*** SUPPLIED PASSAGE

Abstract
Dendrites are the conduits for receiving (and in some cases transmitting) neural signals; their ability to do these jobs is a direct result of their morphology. Developmental patterning mechanisms are critical to ensuring concordance between dendritic form and function. This article reviews recent studies in vertebrate retina and brain that elucidate key strategies for dendrite functional maturation. Specific cellular and molecular signals control the initiation and elaboration of dendritic arbors, and facilitate integration of young neurons into particular circuits. In some cells, dendrite growth and remodeling continues into adulthood. Once formed, dendrites subdivide into compartments with distinct physiological properties that enable dendritic computations. Understanding these key stages of dendrite patterning will help reveal how circuit functional properties arise during development.
Overview
Ask a neuroscientist to imagine their favorite cell type (most of us have one). Probably, the first feature that comes fondly to mind is the shape of the cell’s dendrites. This is for good reason: Each of the brain’s many cell types has a distinctive dendritic pattern because each has a distinct function, and the dendrites are where functional differences arise. Through their anatomy, connectivity, and electrical properties, dendrites help make each cell type unique.

******

__APPLY WHAT YOU READ__.
1 – In the passage on dendrite development, what do dendrites subdivide into once they have formed?
2 – Extend the passage on dendrite development by writing the next paragraph of its overview, beginning right after its final sentence.

*** DATASET ENTRIES

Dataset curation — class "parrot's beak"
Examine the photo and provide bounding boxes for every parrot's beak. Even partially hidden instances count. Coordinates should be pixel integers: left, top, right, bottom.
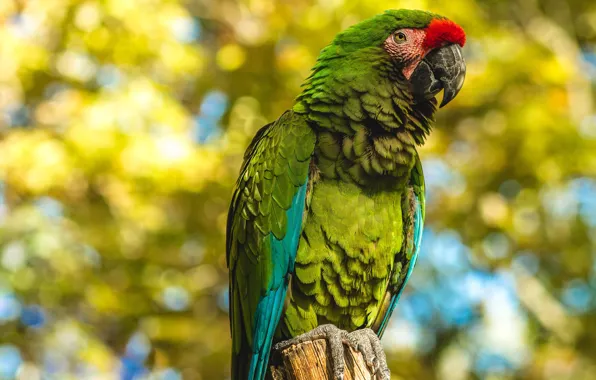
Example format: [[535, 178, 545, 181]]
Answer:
[[410, 44, 466, 107]]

******

__SET OF ANSWERS__.
1 – Compartments with distinct physiological properties that enable dendritic computations.

2 –
During development, dendrite growth and patterning must be tailored to the ultimate function of each cell. Several broad developmental strategies facilitate matching of form to function: First, dendrite growth is coupled to contact and synapse formation with presynaptic afferents [1]. Second, sampling from potential afferents is regulated by extracellular molecular cues, located in the environment or on neighboring arbors, that dictate arbor shape. Third, dendrites within the same cell can become molecularly distinct, such that they receive different types of synapses or filter inputs differently. Together these strategies ensure that the identity, number, and functional impact of inputs are appropriate. Current research seeks to understand mechanistically how these broad strategies are implemented. To this end, a wide variety of experimental model systems have been used; here we focus on insights derived from mouse retina, while touching on other mammalian experimental systems. The retina has been a particularly useful model, especially with the emergence of the retinal direction-selective circuit (Fig. 1) as a unique tool for linking development, anatomy, and circuit computations. We emphasize four select topics that have seen exciting recent advances: 1) How newborn neurons know when and where to initiate dendrite formation; 2) cell-cell recognition cues in dendrite patterning; 3) factors that influence dendrite growth in adulthood; 4) how dendrites subdivide into functionally distinct compartments.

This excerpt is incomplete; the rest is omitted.